## REQUIRED ACTIONS
(A) For each statement, say whether it agrees with the excerpt on validation and types. Answer yes or no, and quote the deciding words of the excerpt.
(i) The author expects validations, as a rule of thumb, to be pure functions.
(ii) The Wikipedia article on validation cites several sources when it defines the term.
(iii) The ReservationDto class defines At as a DateTime? value.
(B) Quote the excerpt on validation and types, starting at the words "Validation, then, seems" and ending after "They are results.".

## EXCERPTED TEXT
* Start *

Often, in languages like C# we resort to predicative data modelling. That's also what I did in the article ASP.NET validation revisited.

Validation as functions #

That was a long rambling detour inspired by a simple question: Is it possible to use types instead of validation?

In order to address that question, it's only proper to explicitly state assumptions and definitions. What's the definition of validation?

I'm not aware of a ubiquitous definition. While I could draw from the Wikipedia article on the topic, at the time of writing it doesn't cite any sources when it sets out to define what it is. So I may as well paraphrase. It seems fair, though, to consider the stem of the word: Valid.

Validation is the process of examining input to determine whether or not it's valid. I consider this a (mostly) self-contained operation: Given the data, is it well-formed and according to specification? If you have to query a database before making a decision, you're not validating the input. In that case, you're applying a business rule. As a rule of thumb I expect validations to be pure functions.

Validation, then, seems to imply a process. Before you execute the process, you don't know if data is valid. After executing the process, you do know.

Data types, whether predicative like NaturalNumber or constructive like EvenCollection<T>, aren't processes or functions. They are results.

An arrow labelled 'validation' pointing from a document to the left labelled 'Data' to a box to the right labelled 'Type'.

Sometimes an algorithm can use a type to infer the validation function. This is common in statically typed languages, from C# over F# to Haskell (which are the languages with which I'm most familiar).

Data Transfer Object as a validation DSL #

In a way you can think of the type system as a domain-specific language (DSL) for defining validation functions. It's not perfectly suited for that task, but often good enough that many developers reach for it.

Consider the ReservationDto class from the ASP.NET validation revisited article where I eventually gave up on it:

public sealed class ReservationDto
{
    public LinkDto[]? Links { get; set; }
    public Guid? Id { get; set; }
    [Required, NotNull]
    public DateTime? At { get; set; }
    [Required, NotNull]
    public string? Email { get; set; }
    public string? Name { get; set; }
    [NaturalNumber]
    public int Quantity { get; set; }
}

It actually tries to do what Maurice Johnson suggests. Particularly, it defines At as a DateTime? value.

> var json = "{ \"At\": \"2022-10-11T19:30\", \"Email\": \"z@example.com\", \"Quantity\": 1}";
> JsonSerializer.Deserialize<ReservationDto>(json)
ReservationDto { At=[11.10.2022 19:30:00], Email="z@example.com", Id=null, Name=null, Quantity=1 }

A JSON deserializer like this one uses run-time reflection to examine the type in question and then maps the incoming data onto an instance. Many XML deserializers work the same way.

What happens if you supply malformed input?

> var json = "{ \"At\": \"foo\", \"Email\": \"z@example.com\", \"Quantity\": 1}";
> JsonSerializer.Deserialize<ReservationDto>(json)

* End *

## DATASET ROWS
* Start *

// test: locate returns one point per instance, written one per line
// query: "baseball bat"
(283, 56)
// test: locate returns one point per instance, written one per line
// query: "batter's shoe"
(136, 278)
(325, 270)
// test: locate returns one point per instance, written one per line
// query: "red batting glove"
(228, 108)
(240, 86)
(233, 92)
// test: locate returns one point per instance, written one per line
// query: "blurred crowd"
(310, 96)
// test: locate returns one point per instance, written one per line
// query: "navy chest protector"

* End *
* Start *

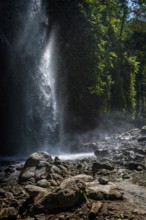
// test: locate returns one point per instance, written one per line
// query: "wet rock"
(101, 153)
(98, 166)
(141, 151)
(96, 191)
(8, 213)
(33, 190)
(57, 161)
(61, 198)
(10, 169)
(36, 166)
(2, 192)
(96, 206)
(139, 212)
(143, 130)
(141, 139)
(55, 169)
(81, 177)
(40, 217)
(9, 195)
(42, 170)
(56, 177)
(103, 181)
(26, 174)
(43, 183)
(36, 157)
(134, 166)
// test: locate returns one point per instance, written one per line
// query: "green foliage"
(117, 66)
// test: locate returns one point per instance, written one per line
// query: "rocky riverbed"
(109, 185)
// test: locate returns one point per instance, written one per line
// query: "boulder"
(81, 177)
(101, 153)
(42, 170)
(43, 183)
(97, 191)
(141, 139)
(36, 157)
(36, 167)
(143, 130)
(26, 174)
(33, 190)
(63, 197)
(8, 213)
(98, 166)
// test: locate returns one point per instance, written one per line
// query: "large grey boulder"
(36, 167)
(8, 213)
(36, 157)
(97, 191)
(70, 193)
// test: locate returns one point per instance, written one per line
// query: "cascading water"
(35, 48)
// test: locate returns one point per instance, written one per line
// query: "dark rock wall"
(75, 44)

* End *
* Start *

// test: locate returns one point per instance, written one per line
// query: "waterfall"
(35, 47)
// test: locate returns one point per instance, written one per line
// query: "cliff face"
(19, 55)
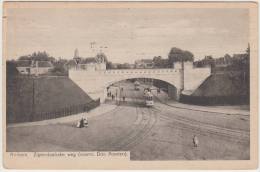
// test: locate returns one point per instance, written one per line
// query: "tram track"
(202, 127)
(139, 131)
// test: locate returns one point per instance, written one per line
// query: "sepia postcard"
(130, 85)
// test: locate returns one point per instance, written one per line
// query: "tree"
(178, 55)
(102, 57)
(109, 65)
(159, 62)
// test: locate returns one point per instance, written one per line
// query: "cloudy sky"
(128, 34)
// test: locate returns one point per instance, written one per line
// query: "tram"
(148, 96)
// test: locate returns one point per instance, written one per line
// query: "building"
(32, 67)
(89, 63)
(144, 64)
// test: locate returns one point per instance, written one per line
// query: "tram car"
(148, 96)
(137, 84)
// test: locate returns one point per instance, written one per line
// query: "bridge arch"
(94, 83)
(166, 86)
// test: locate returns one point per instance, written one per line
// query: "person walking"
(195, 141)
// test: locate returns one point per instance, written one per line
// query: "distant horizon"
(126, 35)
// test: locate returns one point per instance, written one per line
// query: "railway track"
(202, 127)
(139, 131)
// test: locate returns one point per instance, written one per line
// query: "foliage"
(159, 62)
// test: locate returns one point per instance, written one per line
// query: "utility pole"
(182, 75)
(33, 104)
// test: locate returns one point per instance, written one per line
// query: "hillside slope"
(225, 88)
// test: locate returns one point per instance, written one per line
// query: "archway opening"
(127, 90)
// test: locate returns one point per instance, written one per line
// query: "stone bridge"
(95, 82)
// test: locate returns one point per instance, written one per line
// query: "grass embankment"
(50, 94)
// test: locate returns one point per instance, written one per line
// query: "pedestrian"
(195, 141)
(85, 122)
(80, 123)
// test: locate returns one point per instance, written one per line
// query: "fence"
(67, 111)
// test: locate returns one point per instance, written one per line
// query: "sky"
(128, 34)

* End *

## TASK SOLUTIONS
(A)
(i) Yes: "As a rule of thumb I expect validations to be pure functions."
(ii) No: "at the time of writing it doesn't cite any sources when it sets out to define what it is."
(iii) Yes: "Particularly, it defines At as a DateTime? value."

(B)
Validation, then, seems to imply a process. Before you execute the process, you don't know if data is valid. After executing the process, you do know.

Data types, whether predicative like NaturalNumber or constructive like EvenCollection<T>, aren't processes or functions. They are results.